### Work item
Keep the pictures out, please, and set down every record exactly.
Records supplied START
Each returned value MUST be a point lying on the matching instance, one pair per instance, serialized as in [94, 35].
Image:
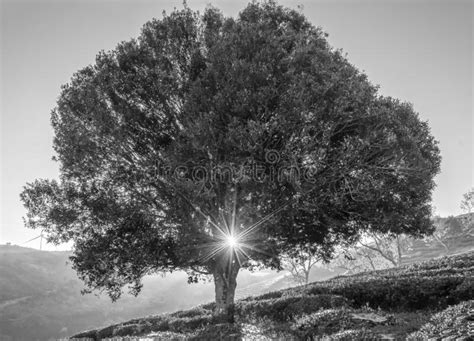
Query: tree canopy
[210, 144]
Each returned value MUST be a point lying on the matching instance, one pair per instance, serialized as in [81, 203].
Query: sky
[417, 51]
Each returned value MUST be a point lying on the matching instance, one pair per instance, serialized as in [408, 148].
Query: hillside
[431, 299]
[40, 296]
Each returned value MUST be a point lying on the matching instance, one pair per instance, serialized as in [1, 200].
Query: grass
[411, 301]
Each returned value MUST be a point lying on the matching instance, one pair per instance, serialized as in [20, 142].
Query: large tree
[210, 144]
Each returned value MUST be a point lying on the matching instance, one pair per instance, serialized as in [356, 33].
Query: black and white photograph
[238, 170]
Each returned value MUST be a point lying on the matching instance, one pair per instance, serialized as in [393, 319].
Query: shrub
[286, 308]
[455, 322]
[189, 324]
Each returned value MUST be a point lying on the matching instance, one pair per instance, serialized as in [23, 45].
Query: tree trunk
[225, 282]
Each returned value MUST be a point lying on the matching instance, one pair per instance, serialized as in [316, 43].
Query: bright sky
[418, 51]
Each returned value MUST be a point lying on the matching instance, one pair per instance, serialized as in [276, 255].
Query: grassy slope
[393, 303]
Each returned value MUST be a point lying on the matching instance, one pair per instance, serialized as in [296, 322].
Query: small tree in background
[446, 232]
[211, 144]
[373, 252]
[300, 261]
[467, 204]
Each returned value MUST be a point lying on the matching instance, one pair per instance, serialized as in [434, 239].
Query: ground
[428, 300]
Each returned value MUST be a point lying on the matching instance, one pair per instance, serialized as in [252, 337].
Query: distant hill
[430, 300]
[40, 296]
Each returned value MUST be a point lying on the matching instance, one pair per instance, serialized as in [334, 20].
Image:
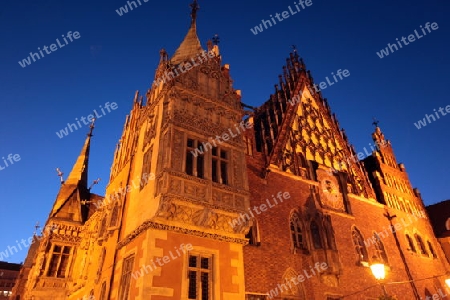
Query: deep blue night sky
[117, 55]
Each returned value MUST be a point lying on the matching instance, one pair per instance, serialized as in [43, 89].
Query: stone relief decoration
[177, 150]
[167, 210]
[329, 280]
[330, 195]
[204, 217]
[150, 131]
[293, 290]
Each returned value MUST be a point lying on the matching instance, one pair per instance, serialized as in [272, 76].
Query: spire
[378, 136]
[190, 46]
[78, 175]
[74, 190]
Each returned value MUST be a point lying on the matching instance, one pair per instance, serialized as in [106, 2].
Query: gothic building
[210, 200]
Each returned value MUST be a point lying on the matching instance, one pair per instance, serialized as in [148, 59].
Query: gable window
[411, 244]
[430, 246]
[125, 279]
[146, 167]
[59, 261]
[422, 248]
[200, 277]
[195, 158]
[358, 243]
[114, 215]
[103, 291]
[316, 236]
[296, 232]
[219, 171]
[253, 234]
Records supplied END
### Response to this exercise
Each returned value MUST be a point lying on the matching instance, one pair per instance, serialized as in [94, 35].
Image:
Query: tree canopy
[210, 144]
Each returned value MUST be a point lying on the matching instance, one pair per instance, serialized as in [81, 203].
Query: sky
[417, 51]
Each returned value MUST be a point lying on the matching instance, one pair per instance, serialized as in [408, 148].
Query: hillside
[431, 299]
[40, 296]
Each returned value MUST be a point lying on the matching instance, one pair per instance, serialized as in [1, 200].
Query: grass
[411, 301]
Each returned value MUST be a point lying on the matching instance, one pair per instance, serialized as in [20, 142].
Query: large tree
[210, 144]
Each returned value MUST be a point lying on the matching instance, one pair per instance, serialized as in [356, 33].
Query: black and white photograph
[238, 170]
Each returned value MUST be a point lying on the matching instance, one pair per instance, serialized as in [393, 319].
Query: shrub
[286, 308]
[455, 322]
[189, 324]
Each returned value MUST be a point lying on the matching instance, one pair per instance, serialized as in [23, 45].
Query: tree trunk
[225, 282]
Each returned value MUST be a point lying on the matching instance, one pair per instance, serialized as in [316, 43].
Query: bright sky
[418, 51]
Each returned value MUST be a point lying on the matching instance, one pair per instance, serialized as in [276, 255].
Query: grassy slope
[393, 303]
Each returned value MUST be a point lying on the matching instance, one pair per instance, serialized as in [296, 322].
Query: small tree in background
[446, 232]
[211, 144]
[373, 252]
[300, 261]
[467, 204]
Each returned value MUST be a point lying on the matching instance, one pair per instance, serialized as in [434, 239].
Query: ground
[428, 300]
Each returned value MUST be a point lying on the matching instance, one pair per instance, serialized as in [252, 337].
Query: distant hill
[430, 300]
[40, 296]
Each returned value MUST be a point lying on the matching instance, one pair per instance, serialized as in [334, 20].
Image:
Query: deep blue night sky
[117, 55]
Each returned value MUST be a point lying on the matching instance, one pair per instance, serialized as in [43, 89].
Query: stone relief decoration
[177, 150]
[167, 210]
[329, 280]
[330, 195]
[204, 217]
[150, 131]
[293, 290]
Each returned value MUST be a point lying on the matching instance, one pair per instance, serialized as in [272, 76].
Query: spire
[378, 136]
[190, 46]
[78, 175]
[74, 190]
Each returned value MUST be a point lying on the matching instance, one pair per instance, serialized as in [106, 2].
Query: gothic building
[210, 200]
Each returned value MUST be a point lying on the matching instance, one pair per instance, serialized as in [148, 59].
Query: gable window
[411, 244]
[430, 246]
[125, 279]
[146, 167]
[59, 261]
[422, 248]
[200, 277]
[195, 158]
[358, 243]
[114, 215]
[103, 291]
[316, 236]
[296, 232]
[219, 171]
[253, 234]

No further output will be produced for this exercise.